▶ **INSTRUCTIONS**
1. From the blog post about Wilbur Wants to Kill Himself, retype the passage that begins at the words "A while ago" and stops after the words "quite the point).".
2. In the blog post about Wilbur Wants to Kill Himself, who reveals that Harbour has cancer?

▶ **GIVEN TEXT**
•••

A while ago I said I'd let you know when the review for Flashback Forward was available. You can find it on the Otago Daily Times site - just scroll through the various short reviews.
Last night we caught up with the quirky movie, Wilbur Wants to Kill Himself. That it was shown at all given the current media tendency to avoid films and TV shows that talk about suicide was something of a miracle. Even more so since the film not only shows Wilbur trying to kill himself at least three or four times (he's already tried several other times), but also has his brother kill himself at the end (he's already dying of cancer, but that's not quite the point).
Apparently it was advertised as a comedy (!) prior to its showing on TV last night. Yes, it certainly has some very funny moments, and the characters have a great tendency to respond to someone else's lines with something seemingly inconsequential, but comedy? Only in the sense that it has a kind of happy ending.
Apart from suicide there was the deceit factor: Wilbur's brother, Harbour, doesn't tell anyone he has cancer - it's left to a hospital worker to blurt it out at a dinner; and Wilbur's wife (their marriage is very short-lived), who loves him dearly, is also passionately in love with Wilbur - and the brother never finds this out. Or perhaps he suspects it, but there's no confrontation scene.
The wife is the catalyst character - along with her ten-year-old daughter. They restore what's well and truly broken in the brothers' family, but it's not quite in the way you'd call straightforwardly moral. I guess the thing the movie has going for it is that it never follows our expectations; and it offers a damaged personality (who has immense charm, it must be admitted) and manages to bring him through a crisis time. How realistic this might be in real life is another issue; although the effect his suicide attempts have on other people is realistic enough.

•••

▶ **EXTRACTED MATERIAL**
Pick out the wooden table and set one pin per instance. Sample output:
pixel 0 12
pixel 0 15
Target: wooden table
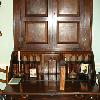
pixel 49 90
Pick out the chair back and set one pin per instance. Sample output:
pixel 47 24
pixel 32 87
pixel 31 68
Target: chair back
pixel 6 72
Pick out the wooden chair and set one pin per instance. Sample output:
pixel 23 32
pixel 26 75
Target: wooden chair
pixel 6 72
pixel 3 97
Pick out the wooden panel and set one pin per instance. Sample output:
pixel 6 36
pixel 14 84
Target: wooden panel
pixel 68 32
pixel 36 32
pixel 68 7
pixel 36 7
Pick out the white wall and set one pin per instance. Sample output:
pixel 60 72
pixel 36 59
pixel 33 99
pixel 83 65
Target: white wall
pixel 6 26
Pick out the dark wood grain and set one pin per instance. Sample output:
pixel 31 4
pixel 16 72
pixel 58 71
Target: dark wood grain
pixel 52 25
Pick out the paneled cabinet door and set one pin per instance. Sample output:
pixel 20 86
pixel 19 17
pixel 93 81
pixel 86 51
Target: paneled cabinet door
pixel 52 25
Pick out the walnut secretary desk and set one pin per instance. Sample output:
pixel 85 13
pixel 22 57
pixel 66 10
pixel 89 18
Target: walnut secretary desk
pixel 47 32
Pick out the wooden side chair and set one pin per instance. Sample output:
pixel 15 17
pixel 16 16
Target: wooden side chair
pixel 5 80
pixel 4 71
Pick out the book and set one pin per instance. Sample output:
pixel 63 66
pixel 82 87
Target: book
pixel 14 81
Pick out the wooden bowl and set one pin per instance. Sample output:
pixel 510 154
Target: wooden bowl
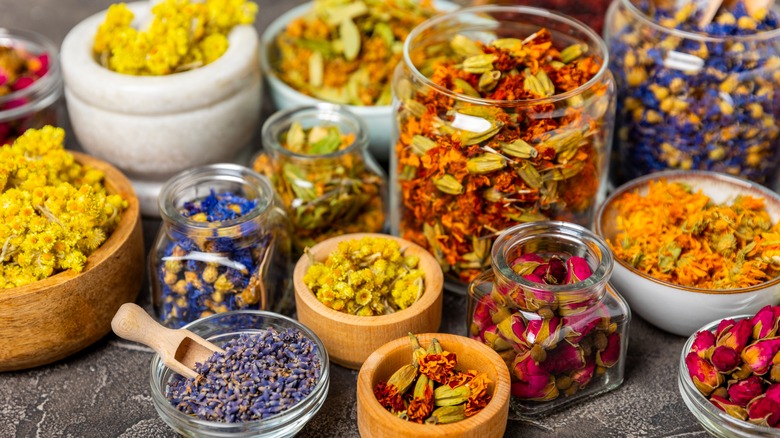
pixel 376 422
pixel 349 339
pixel 55 317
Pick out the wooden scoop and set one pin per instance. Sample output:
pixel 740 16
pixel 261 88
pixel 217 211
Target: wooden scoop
pixel 179 349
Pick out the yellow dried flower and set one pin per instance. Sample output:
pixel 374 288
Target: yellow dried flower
pixel 182 35
pixel 53 211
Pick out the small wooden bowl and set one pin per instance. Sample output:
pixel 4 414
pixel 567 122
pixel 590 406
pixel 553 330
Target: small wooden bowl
pixel 376 422
pixel 349 339
pixel 50 319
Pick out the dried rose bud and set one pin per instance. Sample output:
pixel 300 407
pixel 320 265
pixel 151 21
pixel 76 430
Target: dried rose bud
pixel 729 407
pixel 564 359
pixel 704 375
pixel 704 344
pixel 577 269
pixel 736 336
pixel 582 377
pixel 524 367
pixel 764 411
pixel 610 355
pixel 743 391
pixel 764 323
pixel 725 359
pixel 758 356
pixel 723 325
pixel 539 388
pixel 546 332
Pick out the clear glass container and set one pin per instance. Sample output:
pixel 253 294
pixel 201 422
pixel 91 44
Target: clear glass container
pixel 455 211
pixel 561 342
pixel 219 329
pixel 34 105
pixel 200 268
pixel 691 100
pixel 715 421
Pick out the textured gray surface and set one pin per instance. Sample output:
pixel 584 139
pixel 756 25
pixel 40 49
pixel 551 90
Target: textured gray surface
pixel 103 391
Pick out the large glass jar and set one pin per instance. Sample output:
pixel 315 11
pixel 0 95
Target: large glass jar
pixel 562 342
pixel 328 190
pixel 201 264
pixel 693 96
pixel 30 83
pixel 477 153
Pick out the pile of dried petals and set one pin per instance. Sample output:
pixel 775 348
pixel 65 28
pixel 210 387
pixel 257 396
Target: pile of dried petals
pixel 440 394
pixel 471 167
pixel 736 367
pixel 554 344
pixel 680 236
pixel 346 51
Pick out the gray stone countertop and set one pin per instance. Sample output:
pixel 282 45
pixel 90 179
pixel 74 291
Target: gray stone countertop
pixel 103 391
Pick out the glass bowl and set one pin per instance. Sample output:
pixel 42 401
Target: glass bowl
pixel 716 422
pixel 219 328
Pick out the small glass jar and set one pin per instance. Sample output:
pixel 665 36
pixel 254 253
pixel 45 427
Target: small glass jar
pixel 692 100
pixel 467 167
pixel 325 194
pixel 31 101
pixel 561 342
pixel 199 268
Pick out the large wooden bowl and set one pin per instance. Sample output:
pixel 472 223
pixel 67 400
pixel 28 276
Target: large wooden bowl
pixel 53 318
pixel 376 422
pixel 349 339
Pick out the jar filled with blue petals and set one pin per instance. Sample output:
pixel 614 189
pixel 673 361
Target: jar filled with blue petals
pixel 224 244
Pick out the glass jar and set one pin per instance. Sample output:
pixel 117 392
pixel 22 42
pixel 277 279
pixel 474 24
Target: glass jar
pixel 467 167
pixel 692 100
pixel 326 194
pixel 198 268
pixel 562 342
pixel 31 99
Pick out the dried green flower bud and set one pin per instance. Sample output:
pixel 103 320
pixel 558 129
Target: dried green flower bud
pixel 485 163
pixel 448 184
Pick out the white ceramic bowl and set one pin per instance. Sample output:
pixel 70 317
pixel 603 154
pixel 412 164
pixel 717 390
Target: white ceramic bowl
pixel 379 119
pixel 153 127
pixel 680 309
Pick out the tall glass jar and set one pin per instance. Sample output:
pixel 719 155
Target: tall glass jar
pixel 562 342
pixel 692 96
pixel 330 190
pixel 485 140
pixel 30 83
pixel 201 265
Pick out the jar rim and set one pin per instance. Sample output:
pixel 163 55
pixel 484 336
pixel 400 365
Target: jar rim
pixel 45 90
pixel 589 239
pixel 214 172
pixel 524 10
pixel 698 36
pixel 332 113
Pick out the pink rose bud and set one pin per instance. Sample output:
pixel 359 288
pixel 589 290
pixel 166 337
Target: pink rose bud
pixel 729 407
pixel 704 344
pixel 704 375
pixel 539 388
pixel 546 332
pixel 564 359
pixel 745 390
pixel 610 355
pixel 736 336
pixel 493 339
pixel 758 356
pixel 725 359
pixel 764 411
pixel 723 325
pixel 577 269
pixel 524 367
pixel 764 323
pixel 582 377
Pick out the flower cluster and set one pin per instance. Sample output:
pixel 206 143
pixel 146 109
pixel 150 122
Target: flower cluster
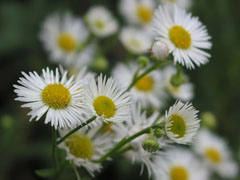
pixel 97 116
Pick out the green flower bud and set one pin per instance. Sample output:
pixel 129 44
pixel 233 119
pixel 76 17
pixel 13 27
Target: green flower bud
pixel 158 133
pixel 143 61
pixel 177 79
pixel 150 144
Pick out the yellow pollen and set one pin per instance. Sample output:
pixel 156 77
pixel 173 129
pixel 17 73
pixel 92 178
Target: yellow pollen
pixel 145 84
pixel 214 155
pixel 180 37
pixel 104 106
pixel 80 146
pixel 179 173
pixel 144 13
pixel 178 125
pixel 99 24
pixel 56 96
pixel 66 42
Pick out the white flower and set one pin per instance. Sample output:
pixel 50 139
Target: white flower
pixel 183 92
pixel 185 35
pixel 64 36
pixel 61 99
pixel 137 11
pixel 185 4
pixel 182 123
pixel 148 90
pixel 85 146
pixel 106 100
pixel 178 164
pixel 216 154
pixel 139 121
pixel 101 21
pixel 136 41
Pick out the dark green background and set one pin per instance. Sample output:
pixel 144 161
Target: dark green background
pixel 25 146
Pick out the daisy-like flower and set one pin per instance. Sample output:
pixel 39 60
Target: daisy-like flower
pixel 185 4
pixel 183 92
pixel 179 164
pixel 64 36
pixel 106 100
pixel 137 11
pixel 101 21
pixel 61 99
pixel 136 41
pixel 216 154
pixel 182 123
pixel 185 36
pixel 138 122
pixel 148 90
pixel 85 146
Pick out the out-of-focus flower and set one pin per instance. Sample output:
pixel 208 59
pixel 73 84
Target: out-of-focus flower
pixel 85 146
pixel 184 4
pixel 101 21
pixel 64 37
pixel 185 36
pixel 55 96
pixel 137 11
pixel 178 164
pixel 148 90
pixel 182 123
pixel 136 41
pixel 216 154
pixel 183 92
pixel 106 100
pixel 159 50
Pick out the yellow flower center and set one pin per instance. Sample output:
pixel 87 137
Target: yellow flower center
pixel 178 125
pixel 144 13
pixel 80 146
pixel 214 155
pixel 56 96
pixel 99 24
pixel 179 173
pixel 180 37
pixel 107 127
pixel 145 84
pixel 66 42
pixel 104 106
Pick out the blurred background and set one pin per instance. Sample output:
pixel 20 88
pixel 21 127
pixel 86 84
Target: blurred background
pixel 26 146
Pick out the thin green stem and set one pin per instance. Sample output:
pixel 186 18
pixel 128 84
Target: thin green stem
pixel 127 140
pixel 147 71
pixel 76 172
pixel 76 129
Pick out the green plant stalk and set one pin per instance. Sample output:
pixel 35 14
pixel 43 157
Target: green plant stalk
pixel 125 140
pixel 147 71
pixel 76 129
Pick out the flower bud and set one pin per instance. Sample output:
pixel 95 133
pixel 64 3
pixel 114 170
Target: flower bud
pixel 159 50
pixel 143 62
pixel 150 144
pixel 177 79
pixel 158 133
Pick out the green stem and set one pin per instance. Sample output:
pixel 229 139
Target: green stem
pixel 54 140
pixel 147 71
pixel 127 140
pixel 76 129
pixel 76 172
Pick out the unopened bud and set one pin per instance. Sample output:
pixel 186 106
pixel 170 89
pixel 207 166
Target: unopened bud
pixel 143 61
pixel 177 79
pixel 158 133
pixel 150 144
pixel 209 120
pixel 159 50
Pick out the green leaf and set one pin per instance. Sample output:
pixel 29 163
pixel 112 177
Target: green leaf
pixel 46 172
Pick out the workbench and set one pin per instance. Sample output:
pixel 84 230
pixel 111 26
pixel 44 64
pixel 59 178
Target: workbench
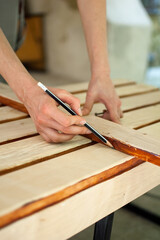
pixel 53 191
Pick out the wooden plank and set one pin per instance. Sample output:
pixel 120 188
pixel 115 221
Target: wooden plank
pixel 132 102
pixel 34 150
pixel 127 140
pixel 141 117
pixel 7 96
pixel 152 130
pixel 124 91
pixel 139 101
pixel 9 114
pixel 85 208
pixel 16 129
pixel 134 90
pixel 45 182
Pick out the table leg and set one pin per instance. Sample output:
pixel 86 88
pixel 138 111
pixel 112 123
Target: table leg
pixel 103 228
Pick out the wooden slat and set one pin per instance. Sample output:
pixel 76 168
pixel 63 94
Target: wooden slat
pixel 152 130
pixel 48 178
pixel 134 90
pixel 141 117
pixel 8 97
pixel 16 129
pixel 34 150
pixel 127 140
pixel 124 91
pixel 139 101
pixel 85 208
pixel 132 102
pixel 10 114
pixel 16 183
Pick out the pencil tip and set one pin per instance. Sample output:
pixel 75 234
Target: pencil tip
pixel 109 144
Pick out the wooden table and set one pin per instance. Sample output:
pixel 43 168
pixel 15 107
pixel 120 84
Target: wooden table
pixel 53 191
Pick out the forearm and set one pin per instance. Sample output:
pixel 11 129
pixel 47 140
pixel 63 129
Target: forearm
pixel 12 69
pixel 93 14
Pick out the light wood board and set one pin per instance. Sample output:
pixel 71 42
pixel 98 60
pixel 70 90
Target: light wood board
pixel 34 150
pixel 127 140
pixel 85 208
pixel 7 96
pixel 141 117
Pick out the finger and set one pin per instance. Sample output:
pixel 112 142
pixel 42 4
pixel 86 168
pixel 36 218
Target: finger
pixel 113 113
pixel 74 103
pixel 88 105
pixel 45 137
pixel 120 112
pixel 70 99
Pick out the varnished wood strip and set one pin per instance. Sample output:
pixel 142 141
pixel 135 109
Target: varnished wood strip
pixel 141 117
pixel 25 127
pixel 127 140
pixel 9 114
pixel 152 130
pixel 94 203
pixel 33 150
pixel 93 161
pixel 39 204
pixel 57 174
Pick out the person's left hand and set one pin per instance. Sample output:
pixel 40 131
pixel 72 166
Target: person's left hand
pixel 101 89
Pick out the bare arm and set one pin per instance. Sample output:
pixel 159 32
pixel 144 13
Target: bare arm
pixel 49 120
pixel 101 89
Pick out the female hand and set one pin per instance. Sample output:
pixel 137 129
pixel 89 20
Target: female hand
pixel 101 89
pixel 53 124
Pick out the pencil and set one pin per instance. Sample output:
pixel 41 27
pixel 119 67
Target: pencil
pixel 87 125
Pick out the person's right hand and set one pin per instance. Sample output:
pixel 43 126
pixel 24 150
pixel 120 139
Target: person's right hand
pixel 53 124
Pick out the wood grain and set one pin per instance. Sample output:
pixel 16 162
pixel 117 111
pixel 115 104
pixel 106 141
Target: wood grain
pixel 141 117
pixel 16 129
pixel 34 150
pixel 127 140
pixel 42 184
pixel 83 86
pixel 152 130
pixel 85 208
pixel 7 96
pixel 132 102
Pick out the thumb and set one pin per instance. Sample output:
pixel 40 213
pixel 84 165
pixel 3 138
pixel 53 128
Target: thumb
pixel 87 106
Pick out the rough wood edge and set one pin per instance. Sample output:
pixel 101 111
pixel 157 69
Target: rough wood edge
pixel 37 205
pixel 129 149
pixel 39 160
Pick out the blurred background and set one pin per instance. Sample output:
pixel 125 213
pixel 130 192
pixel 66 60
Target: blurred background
pixel 54 46
pixel 54 51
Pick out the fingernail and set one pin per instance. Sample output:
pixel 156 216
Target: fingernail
pixel 82 122
pixel 88 131
pixel 80 112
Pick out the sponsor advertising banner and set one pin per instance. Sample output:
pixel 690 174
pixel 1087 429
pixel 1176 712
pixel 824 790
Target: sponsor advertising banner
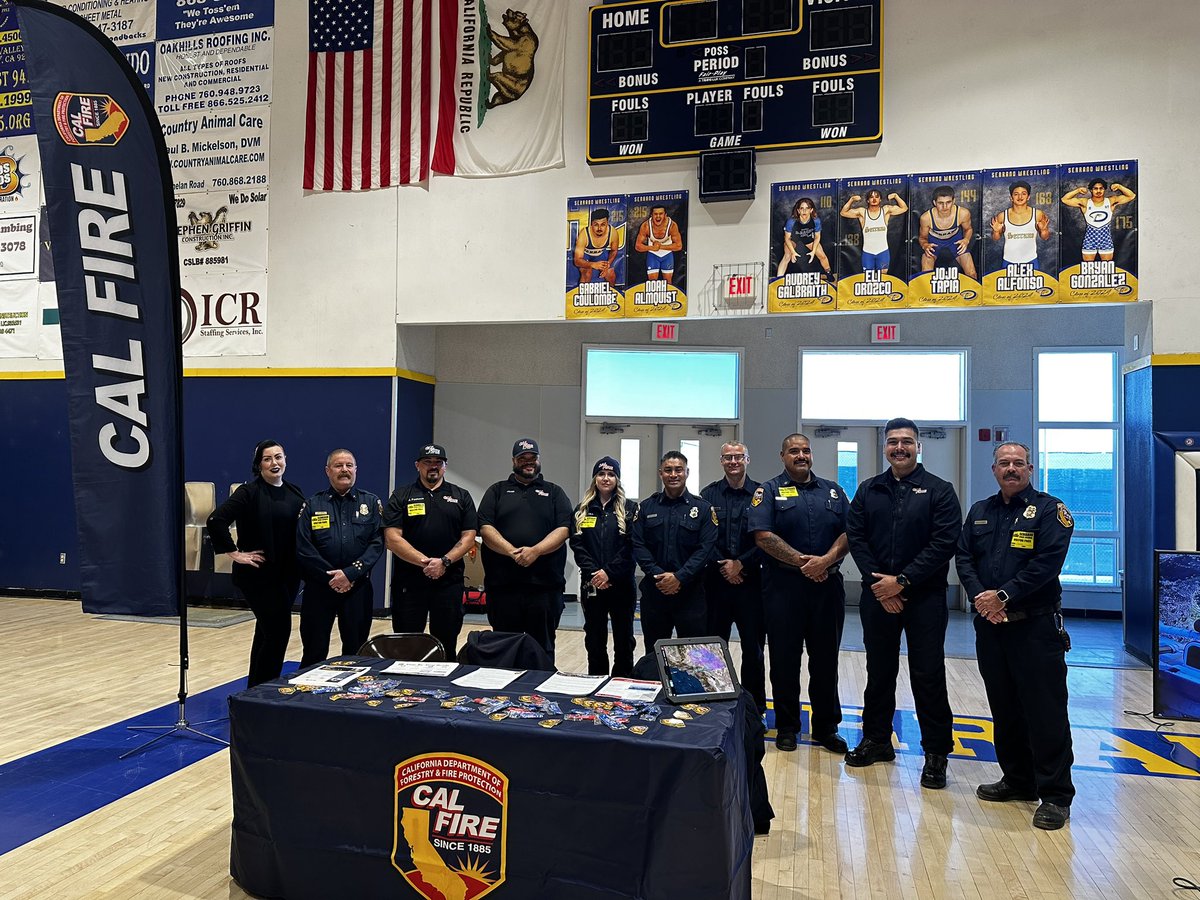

•••

▶ **SOLUTIONS FOR EACH TASK**
1.
A while ago I said I'd let you know when the review for Flashback Forward was available. You can find it on the Otago Daily Times site - just scroll through the various short reviews.
Last night we caught up with the quirky movie, Wilbur Wants to Kill Himself. That it was shown at all given the current media tendency to avoid films and TV shows that talk about suicide was something of a miracle. Even more so since the film not only shows Wilbur trying to kill himself at least three or four times (he's already tried several other times), but also has his brother kill himself at the end (he's already dying of cancer, but that's not quite the point).

2. A hospital worker blurts it out at a dinner.